=== Activity list ===
a) Please print the part of the cardiac arrest grants article starting at "Confusion matrix for" and ending at "Positives, False Negatives.".
b) Decide whether each statement below agrees with the cardiac arrest grants article. Answer yes or no for each, quoting the deciding words. (i) Current NIH reporting includes cardiac arrest as a category. (ii) NIH reporting features more than 350 disease categories. (iii) Work to make the tool publicly available is underway.
c) According to the cardiac arrest grants article, which organization will be empowered to advocate for more support of resuscitation science?

=== Document extract ===

* * * * * * *

Performance characteristics of three classification experiments in the identification of NIH-funded cardiac arrest grants. (95% CI)
| Zero Shot | Few Shot | Traditional Machine Learning | |
|---|---|---|---|
| Accuracy | 0.881 (0.839, 0.915) | 0.904 (0.865,0.935) | 0.868 (0.824, 0.904) |
| Precision (positive predictive value) | 0.722 (0.618, 0.812) | 0.777 (0.673, 0.860) | 0.891 (0.764, 0.964) |
| Recall (sensitivity) | 0.855 (0.756, 0.926) | 0.868 (0.771, 0.935) | 0.539 (0.421, 0.654) |
| F1 Score | 0.783 (0.719, 0.847) | 0.820 (0.760, 0.880) | 0.672 (0.582, 0.763) |
Figure 1.

Confusion matrix for each of the three experiments: zero-shot, few-shot, and traditional machine learning. Clockwise from top left (dark blue) are True Negatives, False Positives, True Positives, False Negatives.
Discussion
These results suggest a promising method for rapidly and accurately identifying CA grants and tracking the annual NIH investment in resuscitation science research. The relative performance of few-shot learning, which requires no task-specific training, suggests little to no machine learning expertise is needed to achieve reasonable automated performance on text-labeling tasks in the era of large language models.[7] Current NIH reporting does not include CA but does feature more than 350 disease categories, ranging from broad scopes such as “cancer” to highly specific ones like “Cooley’s Anemia”.[3] Adding new categories requires requests from Congress, the White House, advocacy groups, or NIH leadership.[8] Given the significant disease burden associated with cardiac arrest,[9–11] it warrants official recognition as a reported disease entity. Until then, the AI models presented in this analysis can help bridge this gap.
Access to these grants provides critical insights, including total funding, common grant mechanisms, funding institutes, potential collaborators and mentors, and the young investigator pipeline, which are essential for advocacy and the advancement of resuscitation science. One of the current challenges facing this field of research is the modest overall funding[1, 2] and the relatively small number of funded young investigators.[12] Shining a light on NIH investments through grant identification and tracking will empower groups like the American Heart Association to further advocate for increased support and growth of resuscitation science.
Although our focus was on CA research, this tool has broad applicability as it could be used to identify grants for any unlisted disease category without requiring intensive training on large datasets or extensive AI expertise. Efforts to optimize the tool, enhance the user interface, and make it publicly available are currently underway.

* * * * * * *

Stored items:
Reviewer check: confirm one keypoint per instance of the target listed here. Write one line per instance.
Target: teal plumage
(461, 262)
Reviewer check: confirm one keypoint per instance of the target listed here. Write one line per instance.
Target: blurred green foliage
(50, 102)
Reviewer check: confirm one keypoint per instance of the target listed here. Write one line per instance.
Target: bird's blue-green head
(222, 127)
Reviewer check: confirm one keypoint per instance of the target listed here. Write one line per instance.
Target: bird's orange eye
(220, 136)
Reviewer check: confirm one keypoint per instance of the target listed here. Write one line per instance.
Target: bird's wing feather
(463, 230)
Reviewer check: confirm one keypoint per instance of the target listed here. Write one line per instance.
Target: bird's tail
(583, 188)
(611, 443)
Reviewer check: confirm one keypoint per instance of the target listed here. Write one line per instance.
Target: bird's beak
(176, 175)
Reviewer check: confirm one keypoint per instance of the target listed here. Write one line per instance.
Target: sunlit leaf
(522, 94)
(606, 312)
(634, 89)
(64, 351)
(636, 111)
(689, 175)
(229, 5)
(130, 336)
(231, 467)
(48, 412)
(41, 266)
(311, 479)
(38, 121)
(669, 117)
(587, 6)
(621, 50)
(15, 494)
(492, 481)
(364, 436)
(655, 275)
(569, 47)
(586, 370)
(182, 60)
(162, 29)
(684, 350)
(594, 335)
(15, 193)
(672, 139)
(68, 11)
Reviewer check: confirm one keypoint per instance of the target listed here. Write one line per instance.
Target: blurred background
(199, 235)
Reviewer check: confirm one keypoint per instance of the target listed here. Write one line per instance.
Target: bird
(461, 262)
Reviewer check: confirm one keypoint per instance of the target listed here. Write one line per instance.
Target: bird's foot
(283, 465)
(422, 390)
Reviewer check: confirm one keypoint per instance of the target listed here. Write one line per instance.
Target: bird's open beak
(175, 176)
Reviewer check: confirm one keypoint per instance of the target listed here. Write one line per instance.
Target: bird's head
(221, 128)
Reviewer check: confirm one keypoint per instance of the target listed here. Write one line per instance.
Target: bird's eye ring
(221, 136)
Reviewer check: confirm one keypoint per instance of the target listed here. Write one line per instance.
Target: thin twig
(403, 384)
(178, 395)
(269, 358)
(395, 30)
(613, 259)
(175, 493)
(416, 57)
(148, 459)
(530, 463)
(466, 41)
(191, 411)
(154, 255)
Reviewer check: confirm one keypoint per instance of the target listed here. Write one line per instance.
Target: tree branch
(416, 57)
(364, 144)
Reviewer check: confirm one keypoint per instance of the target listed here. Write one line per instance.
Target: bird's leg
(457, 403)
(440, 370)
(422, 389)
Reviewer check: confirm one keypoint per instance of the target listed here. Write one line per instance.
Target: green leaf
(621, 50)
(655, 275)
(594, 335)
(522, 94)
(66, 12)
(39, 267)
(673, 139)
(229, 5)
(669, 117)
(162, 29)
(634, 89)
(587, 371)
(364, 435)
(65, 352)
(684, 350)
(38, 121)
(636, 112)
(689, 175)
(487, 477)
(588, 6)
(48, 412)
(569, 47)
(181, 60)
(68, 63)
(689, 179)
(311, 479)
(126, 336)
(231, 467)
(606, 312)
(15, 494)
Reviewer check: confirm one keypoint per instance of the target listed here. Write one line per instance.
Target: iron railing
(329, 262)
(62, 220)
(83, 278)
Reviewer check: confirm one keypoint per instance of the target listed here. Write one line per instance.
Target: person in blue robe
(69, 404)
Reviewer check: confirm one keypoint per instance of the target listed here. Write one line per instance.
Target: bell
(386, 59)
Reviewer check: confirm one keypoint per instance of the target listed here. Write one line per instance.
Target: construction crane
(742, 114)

* * * * * * *

=== Numbered responses ===
a)
Confusion matrix for each of the three experiments: zero-shot, few-shot, and traditional machine learning. Clockwise from top left (dark blue) are True Negatives, False Positives, True Positives, False Negatives.

b)
(i) No: "Current NIH reporting does not include CA"
(ii) Yes: "does feature more than 350 disease categories"
(iii) Yes: "Efforts to optimize the tool, enhance the user interface, and make it publicly available are currently underway."

c) The American Heart Association.